---------- EXTRAIT

La vie, ailleurs

Julie Dugal
Photo: Alain Beaulieu
Publié le :
Récit de voyage

La vie, ailleurs

De lac en lac, le territoire du nord de la Matawinie et de Mékinac se fait le théâtre d’une histoire d’amour et de dépaysement.

Nous vous présentons ici le texte gagnant de notre concours de récits de voyage 2024.

Considéré dans ce texte

Le canot-camping. L’odeur des conifères. L’immensité du territoire québécois. Les ravages de l’industrie forestière. La nordicité.

--------------------

# OBJECTIFS:
A: Transcrivez la portion de l'extrait qui va de « Julie Dugal » jusqu'à « forestière. La nordicité. » inclusivement.
B: Reproduisez mot pour mot les lignes des entrées, de celle qui contient « Return one point per instance of the man's forearm, each » jusqu'à celle qui contient « <point>812,447</point> », ces deux lignes comprises.

---------- ENTRÉES DE DONNÉES

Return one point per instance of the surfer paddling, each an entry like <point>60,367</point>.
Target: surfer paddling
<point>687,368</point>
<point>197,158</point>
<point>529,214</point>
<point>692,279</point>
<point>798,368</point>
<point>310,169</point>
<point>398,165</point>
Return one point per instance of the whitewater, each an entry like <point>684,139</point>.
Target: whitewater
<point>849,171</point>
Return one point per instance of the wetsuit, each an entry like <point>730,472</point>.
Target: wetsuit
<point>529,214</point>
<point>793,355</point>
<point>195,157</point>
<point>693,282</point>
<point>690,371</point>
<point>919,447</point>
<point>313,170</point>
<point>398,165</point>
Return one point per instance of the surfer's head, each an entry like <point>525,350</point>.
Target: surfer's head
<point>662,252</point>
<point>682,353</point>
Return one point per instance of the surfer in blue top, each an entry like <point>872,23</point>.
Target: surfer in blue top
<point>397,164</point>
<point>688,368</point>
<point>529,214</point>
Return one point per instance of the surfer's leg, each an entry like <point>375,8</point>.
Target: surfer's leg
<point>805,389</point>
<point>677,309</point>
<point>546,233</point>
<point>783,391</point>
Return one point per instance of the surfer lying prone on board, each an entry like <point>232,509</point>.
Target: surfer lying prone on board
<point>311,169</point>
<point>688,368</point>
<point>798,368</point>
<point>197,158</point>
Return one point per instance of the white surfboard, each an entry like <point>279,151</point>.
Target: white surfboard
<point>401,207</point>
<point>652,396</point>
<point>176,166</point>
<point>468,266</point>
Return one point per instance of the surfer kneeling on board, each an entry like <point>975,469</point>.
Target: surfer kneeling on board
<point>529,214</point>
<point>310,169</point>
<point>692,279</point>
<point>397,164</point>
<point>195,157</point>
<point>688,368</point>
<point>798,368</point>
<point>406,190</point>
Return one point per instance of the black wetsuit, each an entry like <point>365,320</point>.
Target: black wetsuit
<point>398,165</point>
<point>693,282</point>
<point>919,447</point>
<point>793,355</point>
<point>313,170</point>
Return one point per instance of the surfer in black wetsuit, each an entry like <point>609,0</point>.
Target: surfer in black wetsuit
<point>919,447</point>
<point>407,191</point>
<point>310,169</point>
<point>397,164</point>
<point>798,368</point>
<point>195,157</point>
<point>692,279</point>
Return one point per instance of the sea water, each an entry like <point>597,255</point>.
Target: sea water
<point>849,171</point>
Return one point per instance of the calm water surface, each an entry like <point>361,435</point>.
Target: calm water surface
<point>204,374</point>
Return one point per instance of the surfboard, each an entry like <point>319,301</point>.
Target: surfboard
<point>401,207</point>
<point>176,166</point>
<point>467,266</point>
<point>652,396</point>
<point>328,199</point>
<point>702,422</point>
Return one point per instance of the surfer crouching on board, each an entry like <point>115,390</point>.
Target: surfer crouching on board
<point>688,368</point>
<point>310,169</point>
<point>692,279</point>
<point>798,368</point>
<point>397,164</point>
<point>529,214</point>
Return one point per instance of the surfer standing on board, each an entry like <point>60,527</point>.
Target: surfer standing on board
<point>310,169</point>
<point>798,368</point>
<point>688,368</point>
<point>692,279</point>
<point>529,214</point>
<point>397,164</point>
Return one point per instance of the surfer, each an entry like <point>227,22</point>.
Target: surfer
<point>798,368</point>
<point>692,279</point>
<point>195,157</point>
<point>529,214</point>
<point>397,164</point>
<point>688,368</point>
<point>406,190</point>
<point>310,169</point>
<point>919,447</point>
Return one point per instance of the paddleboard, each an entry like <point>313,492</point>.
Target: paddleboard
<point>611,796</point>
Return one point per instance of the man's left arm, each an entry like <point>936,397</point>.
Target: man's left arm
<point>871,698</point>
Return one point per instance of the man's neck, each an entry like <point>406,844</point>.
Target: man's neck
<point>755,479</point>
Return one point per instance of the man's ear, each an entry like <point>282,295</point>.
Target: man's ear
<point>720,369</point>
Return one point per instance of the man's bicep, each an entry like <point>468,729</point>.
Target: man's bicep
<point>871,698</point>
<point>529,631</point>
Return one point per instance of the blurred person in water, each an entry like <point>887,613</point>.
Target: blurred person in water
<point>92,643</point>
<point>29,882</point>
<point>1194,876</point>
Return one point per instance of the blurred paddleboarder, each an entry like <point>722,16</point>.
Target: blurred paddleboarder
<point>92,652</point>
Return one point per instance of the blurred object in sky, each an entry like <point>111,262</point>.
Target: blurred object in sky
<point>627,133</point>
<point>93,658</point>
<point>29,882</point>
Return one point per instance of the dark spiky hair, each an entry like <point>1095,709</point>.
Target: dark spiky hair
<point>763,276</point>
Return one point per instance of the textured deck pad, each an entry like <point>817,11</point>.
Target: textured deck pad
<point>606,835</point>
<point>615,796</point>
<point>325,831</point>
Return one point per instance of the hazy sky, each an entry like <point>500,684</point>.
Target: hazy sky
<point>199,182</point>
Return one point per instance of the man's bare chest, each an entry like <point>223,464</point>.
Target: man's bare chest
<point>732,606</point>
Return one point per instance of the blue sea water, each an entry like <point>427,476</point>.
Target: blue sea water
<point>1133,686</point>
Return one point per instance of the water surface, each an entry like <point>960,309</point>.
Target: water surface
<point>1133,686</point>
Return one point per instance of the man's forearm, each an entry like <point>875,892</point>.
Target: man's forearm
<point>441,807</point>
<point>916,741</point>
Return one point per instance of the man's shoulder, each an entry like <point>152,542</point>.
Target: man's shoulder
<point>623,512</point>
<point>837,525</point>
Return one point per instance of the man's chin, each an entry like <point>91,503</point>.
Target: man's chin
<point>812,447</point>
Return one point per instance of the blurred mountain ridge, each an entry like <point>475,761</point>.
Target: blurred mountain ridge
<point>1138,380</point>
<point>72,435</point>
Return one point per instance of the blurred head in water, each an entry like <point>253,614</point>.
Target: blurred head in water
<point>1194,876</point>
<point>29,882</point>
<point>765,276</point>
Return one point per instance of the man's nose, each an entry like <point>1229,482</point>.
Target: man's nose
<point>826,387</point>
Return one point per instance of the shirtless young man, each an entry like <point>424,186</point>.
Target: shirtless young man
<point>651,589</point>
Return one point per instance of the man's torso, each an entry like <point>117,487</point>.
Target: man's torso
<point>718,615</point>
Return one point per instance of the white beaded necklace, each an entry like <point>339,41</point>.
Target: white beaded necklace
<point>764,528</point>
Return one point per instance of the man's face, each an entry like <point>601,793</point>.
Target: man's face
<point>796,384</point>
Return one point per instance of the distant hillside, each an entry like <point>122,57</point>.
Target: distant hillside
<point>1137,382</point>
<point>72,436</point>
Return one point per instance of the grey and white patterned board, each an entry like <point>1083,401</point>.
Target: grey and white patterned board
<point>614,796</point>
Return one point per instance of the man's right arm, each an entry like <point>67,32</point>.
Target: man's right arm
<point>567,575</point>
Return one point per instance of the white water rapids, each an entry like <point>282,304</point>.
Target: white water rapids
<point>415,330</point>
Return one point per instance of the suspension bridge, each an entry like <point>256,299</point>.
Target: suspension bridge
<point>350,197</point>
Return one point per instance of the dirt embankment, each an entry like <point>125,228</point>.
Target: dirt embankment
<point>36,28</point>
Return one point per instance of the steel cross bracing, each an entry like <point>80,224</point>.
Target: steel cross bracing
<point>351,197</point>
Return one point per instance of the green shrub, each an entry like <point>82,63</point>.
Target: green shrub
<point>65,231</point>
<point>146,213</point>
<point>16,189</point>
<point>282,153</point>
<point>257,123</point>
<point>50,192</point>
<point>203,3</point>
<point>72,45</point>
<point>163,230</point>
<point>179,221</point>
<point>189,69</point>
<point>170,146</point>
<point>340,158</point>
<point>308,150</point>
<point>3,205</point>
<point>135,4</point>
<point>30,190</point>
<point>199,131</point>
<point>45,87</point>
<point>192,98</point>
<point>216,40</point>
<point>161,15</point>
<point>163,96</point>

--------------------

# EXERCICES CORRIGÉS:
A:
Julie Dugal
Photo: Alain Beaulieu
Publié le :
Récit de voyage

La vie, ailleurs

De lac en lac, le territoire du nord de la Matawinie et de Mékinac se fait le théâtre d’une histoire d’amour et de dépaysement.

Nous vous présentons ici le texte gagnant de notre concours de récits de voyage 2024.

Considéré dans ce texte

Le canot-camping. L’odeur des conifères. L’immensité du territoire québécois. Les ravages de l’industrie forestière. La nordicité.

B:
Return one point per instance of the man's forearm, each an entry like <point>875,892</point>.
Target: man's forearm
<point>441,807</point>
<point>916,741</point>
Return one point per instance of the man's shoulder, each an entry like <point>152,542</point>.
Target: man's shoulder
<point>623,512</point>
<point>837,525</point>
Return one point per instance of the man's chin, each an entry like <point>91,503</point>.
Target: man's chin
<point>812,447</point>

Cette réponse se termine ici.